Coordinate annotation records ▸
....
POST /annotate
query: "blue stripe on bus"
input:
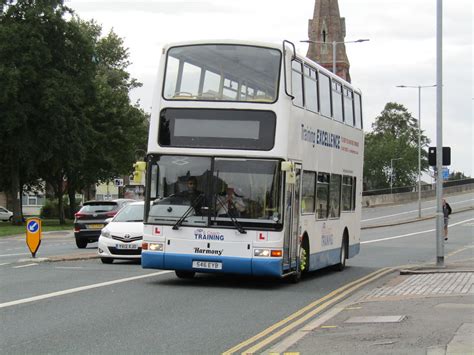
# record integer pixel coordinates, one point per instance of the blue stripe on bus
(330, 257)
(235, 265)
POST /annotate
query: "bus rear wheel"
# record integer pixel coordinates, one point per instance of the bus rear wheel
(184, 274)
(343, 254)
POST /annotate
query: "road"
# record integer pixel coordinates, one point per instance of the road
(84, 306)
....
WHAT THE TASK REQUIRES ▸
Give every record back exactly as it reads, with no images.

OUTPUT OF THE TASK ▸
POST /annotate
query: "blue stripe on bus"
input:
# record integer pixel coordinates, one point per instance of the blue stripe on bus
(330, 257)
(235, 265)
POST /annotate
query: "bus rear wheel"
# record integer pixel coordinates, one point per instance of the bus rear wheel
(184, 274)
(343, 254)
POST /annotate
query: "road"
# record integer pixel coordinates, one point per instance of the road
(84, 306)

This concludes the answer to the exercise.